= The task =
Reproduce each of the rows below without changing anything.

= Material to process =

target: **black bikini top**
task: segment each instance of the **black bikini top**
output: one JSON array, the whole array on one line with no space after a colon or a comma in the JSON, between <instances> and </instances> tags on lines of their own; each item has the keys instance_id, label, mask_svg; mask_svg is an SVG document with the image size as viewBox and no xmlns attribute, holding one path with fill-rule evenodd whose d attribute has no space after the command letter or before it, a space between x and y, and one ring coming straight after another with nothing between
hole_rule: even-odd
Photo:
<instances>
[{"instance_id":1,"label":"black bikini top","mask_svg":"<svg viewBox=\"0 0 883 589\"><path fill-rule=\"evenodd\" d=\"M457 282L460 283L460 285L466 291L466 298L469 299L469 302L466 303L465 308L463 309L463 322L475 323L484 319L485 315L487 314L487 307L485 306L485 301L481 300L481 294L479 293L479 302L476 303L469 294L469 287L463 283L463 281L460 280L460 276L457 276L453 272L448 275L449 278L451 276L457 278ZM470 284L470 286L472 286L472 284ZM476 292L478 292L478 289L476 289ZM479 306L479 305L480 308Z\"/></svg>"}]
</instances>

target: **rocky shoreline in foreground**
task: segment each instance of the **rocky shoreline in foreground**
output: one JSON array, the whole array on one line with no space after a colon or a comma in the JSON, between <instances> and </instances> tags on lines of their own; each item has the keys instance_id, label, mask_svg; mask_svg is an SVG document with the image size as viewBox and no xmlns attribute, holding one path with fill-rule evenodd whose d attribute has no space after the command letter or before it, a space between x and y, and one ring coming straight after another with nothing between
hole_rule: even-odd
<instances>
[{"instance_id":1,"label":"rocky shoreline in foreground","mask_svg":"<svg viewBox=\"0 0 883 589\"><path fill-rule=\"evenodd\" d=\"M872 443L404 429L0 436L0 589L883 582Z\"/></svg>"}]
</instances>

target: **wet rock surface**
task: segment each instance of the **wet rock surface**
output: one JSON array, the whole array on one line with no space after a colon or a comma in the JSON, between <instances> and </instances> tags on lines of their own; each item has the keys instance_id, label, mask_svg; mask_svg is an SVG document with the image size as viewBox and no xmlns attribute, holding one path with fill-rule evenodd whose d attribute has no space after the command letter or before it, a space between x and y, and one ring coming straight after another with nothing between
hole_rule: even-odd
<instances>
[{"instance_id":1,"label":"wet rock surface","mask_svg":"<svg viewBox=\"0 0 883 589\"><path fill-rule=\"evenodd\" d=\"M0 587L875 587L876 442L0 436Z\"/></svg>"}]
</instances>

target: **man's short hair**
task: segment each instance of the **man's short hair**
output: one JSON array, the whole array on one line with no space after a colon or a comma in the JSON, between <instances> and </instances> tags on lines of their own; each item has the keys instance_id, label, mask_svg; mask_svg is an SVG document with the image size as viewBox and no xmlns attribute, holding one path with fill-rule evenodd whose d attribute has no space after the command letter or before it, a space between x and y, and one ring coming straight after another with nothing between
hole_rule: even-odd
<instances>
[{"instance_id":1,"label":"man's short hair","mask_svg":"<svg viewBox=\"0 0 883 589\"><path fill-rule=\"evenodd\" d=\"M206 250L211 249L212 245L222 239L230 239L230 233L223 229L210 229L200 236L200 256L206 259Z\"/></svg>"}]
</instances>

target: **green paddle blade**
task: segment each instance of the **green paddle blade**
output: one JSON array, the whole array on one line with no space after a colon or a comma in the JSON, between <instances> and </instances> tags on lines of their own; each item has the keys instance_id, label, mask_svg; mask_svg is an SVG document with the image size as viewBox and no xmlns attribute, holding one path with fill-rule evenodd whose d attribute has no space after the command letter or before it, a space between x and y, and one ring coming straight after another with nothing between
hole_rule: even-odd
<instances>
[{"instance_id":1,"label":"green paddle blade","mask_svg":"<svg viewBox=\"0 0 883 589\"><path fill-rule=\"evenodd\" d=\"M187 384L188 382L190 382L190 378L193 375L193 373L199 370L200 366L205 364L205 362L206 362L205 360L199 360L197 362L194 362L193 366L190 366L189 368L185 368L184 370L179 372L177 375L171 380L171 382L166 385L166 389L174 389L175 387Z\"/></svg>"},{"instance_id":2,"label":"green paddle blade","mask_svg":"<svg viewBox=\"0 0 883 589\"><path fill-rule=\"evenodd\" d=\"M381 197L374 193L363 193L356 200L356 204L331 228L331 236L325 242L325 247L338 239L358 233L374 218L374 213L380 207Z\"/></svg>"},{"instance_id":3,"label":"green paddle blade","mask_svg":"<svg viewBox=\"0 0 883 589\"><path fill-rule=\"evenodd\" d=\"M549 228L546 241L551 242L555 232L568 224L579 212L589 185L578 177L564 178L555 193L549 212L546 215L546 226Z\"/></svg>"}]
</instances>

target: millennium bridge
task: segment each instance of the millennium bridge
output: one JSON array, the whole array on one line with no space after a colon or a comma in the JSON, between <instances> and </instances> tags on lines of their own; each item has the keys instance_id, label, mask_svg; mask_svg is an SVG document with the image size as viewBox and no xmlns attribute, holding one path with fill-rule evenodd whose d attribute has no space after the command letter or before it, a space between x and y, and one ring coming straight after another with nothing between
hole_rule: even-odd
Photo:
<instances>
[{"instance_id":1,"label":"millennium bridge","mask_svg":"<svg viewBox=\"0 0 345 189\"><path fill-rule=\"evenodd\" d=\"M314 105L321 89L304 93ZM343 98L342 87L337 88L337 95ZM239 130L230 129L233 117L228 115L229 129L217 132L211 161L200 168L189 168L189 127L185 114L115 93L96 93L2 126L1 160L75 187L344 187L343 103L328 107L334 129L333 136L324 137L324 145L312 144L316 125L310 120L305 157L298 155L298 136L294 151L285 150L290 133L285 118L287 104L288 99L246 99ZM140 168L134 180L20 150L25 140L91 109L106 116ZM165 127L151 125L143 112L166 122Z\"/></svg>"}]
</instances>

= Answer in full =
target: **black bikini top**
task: segment each instance of the **black bikini top**
output: one JSON array, the whole array on one line with no space after a colon or a comma in the JSON, between <instances> and </instances> tags on lines of their own; each item has the keys instance_id, label, mask_svg; mask_svg is an SVG document with the image size as viewBox and no xmlns attribute, holding one path with fill-rule evenodd whose d attribute has no space after the command letter or before it, a space between x and y, and one ring coming straight after another with nothing between
hole_rule: even-odd
Photo:
<instances>
[{"instance_id":1,"label":"black bikini top","mask_svg":"<svg viewBox=\"0 0 883 589\"><path fill-rule=\"evenodd\" d=\"M457 282L460 283L460 285L466 291L466 298L469 299L469 302L466 303L465 308L463 309L463 322L475 323L484 319L485 315L487 314L487 307L485 306L485 301L481 300L481 294L479 293L479 302L476 303L469 294L469 287L463 283L463 281L460 280L460 276L457 276L453 272L448 275L449 278L451 276L457 278ZM470 284L470 286L472 286L472 284ZM476 292L478 292L478 289L476 289ZM479 306L479 305L480 308Z\"/></svg>"}]
</instances>

target: **rocky shoreline in foreground**
task: segment each instance of the **rocky shoreline in foreground**
output: one JSON array, the whole array on one line with no space after a colon or a comma in the JSON, between <instances> and </instances> tags on lines of their own; each item has the keys instance_id, label, mask_svg; mask_svg is an SVG document with the image size as viewBox and no xmlns attribute, holding one path with fill-rule evenodd whose d attribute has no space after the command letter or before it, a space between x and y, and one ring coming straight after another with nothing between
hole_rule: even-odd
<instances>
[{"instance_id":1,"label":"rocky shoreline in foreground","mask_svg":"<svg viewBox=\"0 0 883 589\"><path fill-rule=\"evenodd\" d=\"M872 443L404 429L0 436L0 589L883 582Z\"/></svg>"}]
</instances>

target: **wet rock surface**
task: segment each instance of the **wet rock surface**
output: one JSON array, the whole array on one line with no space after a colon or a comma in the JSON, between <instances> and </instances> tags on lines of their own; each item has the keys instance_id, label, mask_svg; mask_svg is an SVG document with the image size as viewBox and no xmlns attribute, holding one path with fill-rule evenodd whose d attribute has no space after the command letter or before it, a space between x and y, and one ring coming straight after another with nothing between
hole_rule: even-odd
<instances>
[{"instance_id":1,"label":"wet rock surface","mask_svg":"<svg viewBox=\"0 0 883 589\"><path fill-rule=\"evenodd\" d=\"M0 587L875 587L876 442L0 436Z\"/></svg>"}]
</instances>

target: **man's short hair**
task: segment each instance of the **man's short hair**
output: one JSON array, the whole array on one line with no space after a colon or a comma in the JSON, between <instances> and </instances> tags on lines of their own; each item has the keys instance_id, label, mask_svg; mask_svg is an SVG document with the image size as viewBox and no xmlns attribute, holding one path with fill-rule evenodd whose d attribute has no space after the command letter or before it, a space between x and y, and one ring coming straight after another with nothing between
hole_rule: even-odd
<instances>
[{"instance_id":1,"label":"man's short hair","mask_svg":"<svg viewBox=\"0 0 883 589\"><path fill-rule=\"evenodd\" d=\"M206 250L211 249L212 245L222 239L230 239L230 233L223 229L210 229L200 236L200 256L206 259Z\"/></svg>"}]
</instances>

target: **green paddle blade**
task: segment each instance of the **green paddle blade**
output: one JSON array, the whole array on one line with no space after a colon or a comma in the JSON, between <instances> and </instances> tags on lines of their own; each item has the keys instance_id, label, mask_svg; mask_svg is an SVG document with the image size as viewBox and no xmlns attribute, holding one path with fill-rule evenodd whose d attribute has no space after the command letter or before it, a space between x and y, and one ring coming straight after another with nothing between
hole_rule: even-odd
<instances>
[{"instance_id":1,"label":"green paddle blade","mask_svg":"<svg viewBox=\"0 0 883 589\"><path fill-rule=\"evenodd\" d=\"M187 384L188 382L190 382L190 378L193 375L193 373L199 370L200 366L205 364L205 362L206 362L205 360L199 360L197 362L194 362L193 366L190 366L189 368L185 368L184 370L179 372L177 375L171 380L171 382L166 385L166 389L174 389L175 387Z\"/></svg>"},{"instance_id":2,"label":"green paddle blade","mask_svg":"<svg viewBox=\"0 0 883 589\"><path fill-rule=\"evenodd\" d=\"M381 197L374 193L363 193L356 200L356 204L331 228L331 236L325 242L325 247L338 239L358 233L374 218L374 213L380 207Z\"/></svg>"},{"instance_id":3,"label":"green paddle blade","mask_svg":"<svg viewBox=\"0 0 883 589\"><path fill-rule=\"evenodd\" d=\"M549 228L546 241L551 242L555 232L568 224L579 212L589 185L578 177L564 178L555 193L549 212L546 215L546 226Z\"/></svg>"}]
</instances>

target: millennium bridge
task: segment each instance of the millennium bridge
output: one JSON array, the whole array on one line with no space after a colon or a comma in the JSON, between <instances> and </instances> tags on lines of their own; each item has the keys instance_id, label, mask_svg; mask_svg is an SVG document with the image size as viewBox and no xmlns attribute, holding one path with fill-rule evenodd whose d attribute has no space after the command letter or before it, a space between x and y, and one ring coming straight after another with nothing between
hole_rule: even-odd
Photo:
<instances>
[{"instance_id":1,"label":"millennium bridge","mask_svg":"<svg viewBox=\"0 0 345 189\"><path fill-rule=\"evenodd\" d=\"M314 105L321 89L304 93ZM343 98L342 87L337 88L337 95ZM239 130L230 129L233 117L228 115L229 129L217 132L211 161L200 168L189 168L189 127L185 114L115 93L96 93L2 126L1 160L75 187L344 187L343 103L328 107L334 129L333 136L324 137L324 145L312 144L316 125L310 120L305 157L298 155L298 136L294 151L285 150L290 133L285 118L287 104L288 99L246 99ZM140 168L134 180L20 150L25 140L91 109L106 116ZM165 127L151 125L143 112L166 122Z\"/></svg>"}]
</instances>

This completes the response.